- **What the task requires**: Output, word for word, the part of the article on llms.txt and agentic engine optimization that begins at the words "- Markdown delivery." and stops after "a special way.".
---------- Page text ----------
Agentic engine optimization. The Lighthouse audits also align with ideas Google Cloud AI engineering director Addy Osmani outlined in April around Agentic Engine Optimization. Osmani said AI agents with limited context windows may cut off long pages or miss important information buried too deep in content. Among his recommendations:
- Cleaner semantic structure.
- Token-efficient content.
- Markdown delivery.
- llms.txt discovery layers.
- Capability signaling files like AGENTS.md.
SEO vs. llms.txt. Here’s exactly what Google recommends in Mythbusting generative AI search: what you don’t need to do:
- LLMS.txt files and other “special” markup: You don’t need to create new machine readable files, AI text files, markup, or Markdown to appear in generative AI search. Note that Google may discover, crawl, and index many kinds of files in addition to HTML on a website: this doesn’t mean that the file is treated in a special way.
Here’s what Google’s John Mueller said about Google using llms.txt, in response to Lily Ray asking him on Bluesky “Hey @johnmu.com – if you can answer, many folks are pointing out the irony that Google uses LLMs.txt files, plus markdown pages, despite also saying these things are not needed for performance in search. Could you share why Google might publish these files, if not to make crawling those pages/sites easier for agents? (I’m sure I’ll be getting this question a ton soon!)”:
The short answer is that it’s not done for search. There’s more to websites than just SEO :-).
The longer & nuanced version is that it’s worth separating “discovery” (finding the website or pages with a global search engine) vs “functionality” (there’s probably a more accurate term for this, but basically: once someone has found the page, helping them to best do the task they want to do).
Perhaps that’s similar to CTA’s on traditional pages? You don’t “do them” for SEO (to be found), but if you’re responsible for the website overall, ensuring a high “discovery rate” (SEO) together with a high conversion rate is useful to justify your work.
To get back to the developers.google.com site, AI coding has gotten very popular, and these coding systems can be (I think) efficient and accurate with the code they produce if they can easily read / parse reference material, such as developer documentation.
In those cases, it can help to give them a way to understand the context of the documentation they’re looking at, as well as a simplified version of the reference page (eg, in markdown). OF COURSE they can read HTML just fine, so this is imo more of a temporary crutch, perhaps to save some tokens.
For non-developer sites, I don’t think this makes much sense, even with more agentic traffic in the future (and if you check your logs, you’re not getting a lot of that at the moment). Making a markdown version of a shoe’s specs is not going to get you more sales (competitors appreciate it tho).
---------- Data excerpts ----------
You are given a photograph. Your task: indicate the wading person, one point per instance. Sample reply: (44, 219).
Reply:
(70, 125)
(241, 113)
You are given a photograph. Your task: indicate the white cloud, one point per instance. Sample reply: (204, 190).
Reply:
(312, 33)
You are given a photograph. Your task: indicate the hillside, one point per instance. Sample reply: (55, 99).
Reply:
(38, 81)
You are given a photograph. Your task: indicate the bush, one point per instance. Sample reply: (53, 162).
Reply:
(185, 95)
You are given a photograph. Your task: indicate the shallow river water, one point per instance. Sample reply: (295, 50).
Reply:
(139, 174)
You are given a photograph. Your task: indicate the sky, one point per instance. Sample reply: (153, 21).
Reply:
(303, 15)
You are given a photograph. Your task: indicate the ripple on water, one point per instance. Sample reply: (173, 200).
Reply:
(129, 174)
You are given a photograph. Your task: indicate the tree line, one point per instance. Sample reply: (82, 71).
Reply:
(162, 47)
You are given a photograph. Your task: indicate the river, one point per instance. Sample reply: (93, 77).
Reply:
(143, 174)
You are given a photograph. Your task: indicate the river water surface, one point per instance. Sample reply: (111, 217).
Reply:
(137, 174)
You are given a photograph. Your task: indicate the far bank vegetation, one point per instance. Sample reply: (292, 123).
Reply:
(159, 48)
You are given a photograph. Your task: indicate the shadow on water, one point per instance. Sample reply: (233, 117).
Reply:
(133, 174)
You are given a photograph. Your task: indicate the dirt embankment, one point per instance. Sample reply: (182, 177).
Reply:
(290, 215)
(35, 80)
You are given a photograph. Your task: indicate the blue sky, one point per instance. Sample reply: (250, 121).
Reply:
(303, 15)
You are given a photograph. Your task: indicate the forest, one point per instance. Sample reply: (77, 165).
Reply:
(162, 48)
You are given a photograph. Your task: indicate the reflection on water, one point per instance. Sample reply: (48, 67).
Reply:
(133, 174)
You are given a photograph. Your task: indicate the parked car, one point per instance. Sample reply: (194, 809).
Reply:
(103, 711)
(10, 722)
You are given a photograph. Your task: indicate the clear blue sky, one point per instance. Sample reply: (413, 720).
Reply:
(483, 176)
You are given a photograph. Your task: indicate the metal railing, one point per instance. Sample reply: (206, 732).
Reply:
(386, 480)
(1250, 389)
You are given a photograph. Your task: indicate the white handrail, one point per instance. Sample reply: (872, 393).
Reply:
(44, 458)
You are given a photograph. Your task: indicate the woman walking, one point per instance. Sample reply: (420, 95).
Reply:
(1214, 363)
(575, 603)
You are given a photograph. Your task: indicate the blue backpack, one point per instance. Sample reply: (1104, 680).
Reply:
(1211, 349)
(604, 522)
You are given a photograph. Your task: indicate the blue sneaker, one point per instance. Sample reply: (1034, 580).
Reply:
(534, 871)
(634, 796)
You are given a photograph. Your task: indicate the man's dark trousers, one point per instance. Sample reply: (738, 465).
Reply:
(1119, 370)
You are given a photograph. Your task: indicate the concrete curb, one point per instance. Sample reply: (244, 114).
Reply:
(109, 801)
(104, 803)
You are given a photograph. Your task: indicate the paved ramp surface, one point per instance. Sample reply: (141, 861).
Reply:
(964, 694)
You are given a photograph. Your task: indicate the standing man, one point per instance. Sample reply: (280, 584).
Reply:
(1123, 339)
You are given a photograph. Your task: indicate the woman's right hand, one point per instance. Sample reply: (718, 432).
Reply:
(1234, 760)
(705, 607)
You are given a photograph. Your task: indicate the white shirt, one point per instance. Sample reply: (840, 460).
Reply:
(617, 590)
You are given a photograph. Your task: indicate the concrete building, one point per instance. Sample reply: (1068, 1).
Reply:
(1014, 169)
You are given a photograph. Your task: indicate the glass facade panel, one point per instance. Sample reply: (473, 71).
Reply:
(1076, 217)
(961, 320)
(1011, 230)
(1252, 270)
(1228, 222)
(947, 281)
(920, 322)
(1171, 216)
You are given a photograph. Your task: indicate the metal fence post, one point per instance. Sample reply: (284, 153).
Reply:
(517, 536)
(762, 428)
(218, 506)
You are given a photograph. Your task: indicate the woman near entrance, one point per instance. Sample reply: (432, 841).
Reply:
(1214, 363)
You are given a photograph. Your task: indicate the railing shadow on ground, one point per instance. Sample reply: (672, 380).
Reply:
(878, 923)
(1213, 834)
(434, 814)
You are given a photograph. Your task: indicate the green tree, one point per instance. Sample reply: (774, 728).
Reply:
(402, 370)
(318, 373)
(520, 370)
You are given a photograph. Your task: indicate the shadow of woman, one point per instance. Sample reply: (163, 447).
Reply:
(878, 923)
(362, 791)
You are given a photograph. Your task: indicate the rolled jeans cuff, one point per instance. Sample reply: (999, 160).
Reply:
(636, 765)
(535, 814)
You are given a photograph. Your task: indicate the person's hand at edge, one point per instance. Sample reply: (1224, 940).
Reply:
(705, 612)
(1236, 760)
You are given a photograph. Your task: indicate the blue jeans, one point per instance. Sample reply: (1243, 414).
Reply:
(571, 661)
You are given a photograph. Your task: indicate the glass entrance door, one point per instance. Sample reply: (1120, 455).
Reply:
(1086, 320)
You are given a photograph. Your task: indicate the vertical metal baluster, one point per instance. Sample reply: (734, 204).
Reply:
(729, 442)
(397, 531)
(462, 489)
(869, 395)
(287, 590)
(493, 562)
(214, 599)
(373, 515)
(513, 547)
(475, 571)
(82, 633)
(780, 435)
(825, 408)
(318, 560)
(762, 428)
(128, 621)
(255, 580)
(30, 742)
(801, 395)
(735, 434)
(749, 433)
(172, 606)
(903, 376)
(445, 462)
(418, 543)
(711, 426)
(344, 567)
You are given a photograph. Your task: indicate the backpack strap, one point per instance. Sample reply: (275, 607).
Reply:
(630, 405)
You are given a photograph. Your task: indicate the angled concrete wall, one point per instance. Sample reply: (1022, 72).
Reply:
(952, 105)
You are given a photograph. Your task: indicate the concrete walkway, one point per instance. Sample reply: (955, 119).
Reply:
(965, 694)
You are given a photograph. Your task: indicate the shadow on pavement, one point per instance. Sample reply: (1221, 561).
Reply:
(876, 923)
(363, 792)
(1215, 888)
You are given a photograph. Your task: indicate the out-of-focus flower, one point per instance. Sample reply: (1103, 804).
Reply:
----------
- **Answer**:
- Markdown delivery.
- llms.txt discovery layers.
- Capability signaling files like AGENTS.md.
SEO vs. llms.txt. Here’s exactly what Google recommends in Mythbusting generative AI search: what you don’t need to do:
- LLMS.txt files and other “special” markup: You don’t need to create new machine readable files, AI text files, markup, or Markdown to appear in generative AI search. Note that Google may discover, crawl, and index many kinds of files in addition to HTML on a website: this doesn’t mean that the file is treated in a special way.